> PROMPT A: In the text on the Western Australian state election, what lead did Newspoll give the Liberals and Nationals at the start of the campaign?

> TEXT SEGMENT:
== == ==
WA Labor leader Mark McGowan is personally popular, but that won’t be enough to get his party over the line in tomorrow’s state election. But is a vote for Barnett a vote for Troy Buswell?

After a campaign notable for the spirited fight Labor has put up against the odds, all indications remain that Colin Barnett will be comfortably returned in tomorrow’s Western Australian state election.

The campaign has been light on for published polls, but the two that have emerged so far painted the same grim picture for Labor on voting intention (the Liberals and Nationals leading 57-43 according to Newspoll at the start of the campaign, and 56-44 according to Galaxy in the middle), while offering a consolation prize of strong personal ratings for Labor leader Mark McGowan.

Reports suggest internal polling had Labor limiting the swing against it to about 3% mid-campaign, pointing to an overall result of around 55-45, but Liberal advertising together with Treasury’s high price tag on Metronet were said to have pushed it out to 4% or 5% by last weekend.

Despite a bumpy final week for the Liberals, who have seemed strangely rattled by Labor’s line that Barnett will hand the reins over to Treasurer Troy Buswell (who in 2008 admitted to sniffing a female staffer’s chair), there is not much reason to think Labor’s position will have more than incrementally improved.

In the metropolitan area, Labor has four seats that are likely to fall on a uniform swing of 4% (Forrestfield, Morley, Balcatta and Joondalup) and another two that are likely to go with 5% (West Swan and Gosnells). While Labor has cause for optimism about Morley, where there will be no repeat of the punishment it received in 2008 from a Labor-turned-independent incumbent who directed preferences to the Liberals, concerns are held for the safer seat of Belmont, to be vacated by former leader Eric Ripper, where the margin is 6.7%.
== == ==
> RECORDS SHOWN:
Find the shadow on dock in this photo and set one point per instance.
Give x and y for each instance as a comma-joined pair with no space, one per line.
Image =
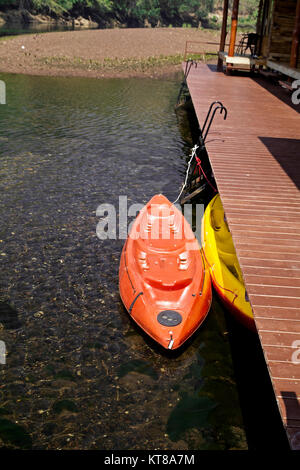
286,152
292,408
== == ==
> PROMPT B: Lay out every line of the row above as a numbered list, skipping blank lines and leaving the picture out of your answer.

> COMPLETE OUTPUT A: A 57-43 lead.

> COMPLETE OUTPUT B:
1. Find the shadow on dock in this photo and set one point per instance.
2. Give x and y for each instance as a comma-joined pair with no space, one per line.
3. Image =
4. 286,152
5. 292,408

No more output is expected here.